EXCERPT PROVIDED:
Now we started walking in earnest. Conditions were perfect, with a temperature of around 22 degrees and a refreshing breeze in our faces. But it wasn’t all easy going. For a start, we walked the whole day on public streets and highways. The highways were busy, traffic travelled fast, and there were no footpaths. The local roads and streets were equally challenging – they were very narrow, stone cobbled, and often without footpaths, or with precariously narrow footpaths.
But it was good to be on the move. Slowly we emerged from the industrial estates of Porto and entered a world of cornfields and whitewashed houses with orange tiled roofs. Some houses were painted light yellow, pink or a beautiful peach colour, others were covered in an exotic façade of tiles with blue motifs on them.
We stopped once or twice to draw breath and drink. Around 1.00 p.m. we had lunch in a small café in the tiny village of Vilar, about 25 kms north of the centre of Porto. Lunch was a “hamburger” (the only item I recognised on the menu). I use the term “hamburger” loosely and
with reluctance because I can’t think of any other term to describe the thing that was put before us with a proud flourish. It consisted of a
very dry slice of cold and tough crumbed chicken, fried schnitzel style, between two halves of a Portuguese pao bread bun (also tough). No salad, no sauce. Its only saving grace was its price, just 1.35 euros (less than $2.00 Australian).
But somehow we were grateful for the nourishment, and its culinary shortcomings were more than offset by the hospitality of the lady behind the bar. I made the mistake of saying “Bom tard” to her (Good afternoon, I think) which triggered a torrent of Portuguese that broadened into a vast lake of story, complete with (if I understood her gestures correctly) tall-turreted castles with damsels in distress hanging from windows and an army of Don Quixotes galloping to the rescue. (Emmy thinks she might have been talking about something else, but I can’t image what that might have been.)

SOURCE MATERIAL:
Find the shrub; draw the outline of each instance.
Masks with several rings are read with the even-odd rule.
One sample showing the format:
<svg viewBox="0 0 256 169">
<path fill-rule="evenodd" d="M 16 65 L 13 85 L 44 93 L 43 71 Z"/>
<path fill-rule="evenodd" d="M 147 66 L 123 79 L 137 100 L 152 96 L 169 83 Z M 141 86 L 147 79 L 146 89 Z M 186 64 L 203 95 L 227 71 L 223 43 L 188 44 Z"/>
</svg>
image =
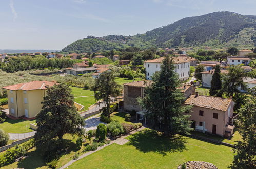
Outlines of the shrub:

PROBLEM TO SOLVE: Resume the account of the walk north from Porto, picking up right after its last sentence. The data above is separate material with no connection to the account of the walk north from Porto.

WRITTEN ANSWER:
Our accommodation at the end of this first day (where I am writing this now) was the Quinta das Alfaias in the village of Fajozes, about 2 kms off the Camino route. This beautiful colonial-style guest house is built around extensive tree-filled grounds of dazzling green. Just to enter its simple rooms is restful, the water in the bathroom is plentiful and hot, and our hosts Teresa and Joao strike the right balance between an effusive
welcome and the hands-off service that tired walkers need.
In the evening Teresa prepared a memorable meal: an entrée of delicious Portuguese alheira sausage mashed up on a bed of spinach, followed by grilled dourado fish with roast vegetables and a dessert of profiteroles doused in chocolate sauce, all accompanied by local wines that lingered long on the tongue. We ate this banquet in the ornate dining room seated with two other guests around a large dark dining table lit with candles
that glinted on a pair of antique silver biscuit hoppers with fold-down flaps and mysterious doors.
Joao… look after your liver. Teresa… help Joao look after his liver.
(With apologies to readers of this blog for formatting and other technical difficulties I’m having with this posting. Good computers and fast internet connections seem to be hard to come by here in the country areas of northern Portugal.)